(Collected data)
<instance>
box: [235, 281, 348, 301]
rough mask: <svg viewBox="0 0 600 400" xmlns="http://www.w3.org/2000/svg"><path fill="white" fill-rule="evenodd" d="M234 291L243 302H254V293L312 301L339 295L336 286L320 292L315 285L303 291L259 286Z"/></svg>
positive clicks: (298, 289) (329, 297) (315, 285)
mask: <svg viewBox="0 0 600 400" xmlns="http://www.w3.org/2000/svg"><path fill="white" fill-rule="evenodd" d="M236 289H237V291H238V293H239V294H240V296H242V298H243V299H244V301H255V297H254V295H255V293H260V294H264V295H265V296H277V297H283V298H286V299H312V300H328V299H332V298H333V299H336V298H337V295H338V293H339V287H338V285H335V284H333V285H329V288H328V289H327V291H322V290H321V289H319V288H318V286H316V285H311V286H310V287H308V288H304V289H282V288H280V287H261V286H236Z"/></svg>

• [Task brief] Reproduce every one of the lines above, without changing a single character.

• [Written answer]
<instance>
box: [235, 281, 348, 301]
rough mask: <svg viewBox="0 0 600 400" xmlns="http://www.w3.org/2000/svg"><path fill="white" fill-rule="evenodd" d="M234 291L243 302H254V293L312 301L339 295L336 286L320 292L315 285L303 291L259 286Z"/></svg>
positive clicks: (298, 289) (329, 297) (315, 285)
mask: <svg viewBox="0 0 600 400" xmlns="http://www.w3.org/2000/svg"><path fill="white" fill-rule="evenodd" d="M236 289H237V291H238V293H239V294H240V296H242V298H243V299H244V301H255V297H254V295H255V293H260V294H264V295H265V296H277V297H283V298H286V299H312V300H328V299H332V298H333V299H336V298H337V295H338V293H339V287H338V285H335V284H333V285H329V288H328V289H327V291H322V290H321V289H319V288H318V286H316V285H311V286H310V287H308V288H304V289H282V288H280V287H261V286H236Z"/></svg>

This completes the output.